--- Start of Source document ---

Resilient & Multi-Tenant Kubernetes Cluster
Welcome back to my tech corner. Today, we are going to take a deep dive into some fundamental Kubernetes topics, including Init Containers, Deployments, DaemonSets, and Taints & Tolerations.
Prerequisites: Since I will be running Kubernetes locally using Docker and Kind, you will need:
- Docker Desktop installed on your system.
- Kind (Kubernetes in Docker) installed along with the
kubectlclient.
The Problem
Imagine you are working for a company that requires two distinct departments: Production and Monitoring. You have a cluster with three nodes. However, Worker Node 2 is reserved exclusively for critical work.
The Rule: Production apps must not run on Worker Node 2.
The Exception: Monitoring apps (like log collectors) must run on every node, regardless of restrictions.
The Architecture

This is the high-level view of our Nodes:
- Worker Nodes 1 & 2: Will host the Frontend and Backend of the production application.
- Worker Node 3: Is the only node capable of running the SSD Cache app (simulating a hardware dependency).
- All Nodes: Must run the Monitoring Log Collector for compliance.
Step 1: Cluster Setup
First, we will create a cluster for this project with 3 worker nodes using a kind.yaml configuration file. Since we are using Kind, we need to configure port mapping to ensure NodePort services work correctly from our local machine.

--- End of Source document ---
--- Start of Information provided ---

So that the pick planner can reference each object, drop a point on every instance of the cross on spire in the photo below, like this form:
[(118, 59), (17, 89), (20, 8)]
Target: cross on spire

--- End of Information provided ---

- **Exercise task 1**:
According to the Kubernetes walkthrough, which node is the only one capable of running the SSD Cache app?
- **Exercise task 2**:
Please write out the part of the Kubernetes walkthrough between "The Problem" and "for critical work.", inclusive.
- **Exercise task 3**:
For each statement, say whether the Kubernetes walkthrough agrees, and quote the words from it that decide the matter: (a) Kubernetes is run locally using Docker and Kind. (b) Production apps may run on Worker Node 2. (c) Monitoring apps run only on Worker Node 3.

- **Problem solution 1**:
Worker Node 3.

- **Problem solution 2**:
The Problem
Imagine you are working for a company that requires two distinct departments: Production and Monitoring. You have a cluster with three nodes. However, Worker Node 2 is reserved exclusively for critical work.

- **Problem solution 3**:
(a) Yes: "Since I will be running Kubernetes locally using Docker and Kind"
(b) No: "Production apps must not run on Worker Node 2."
(c) No: "Monitoring apps (like log collectors) must run on every node, regardless of restrictions."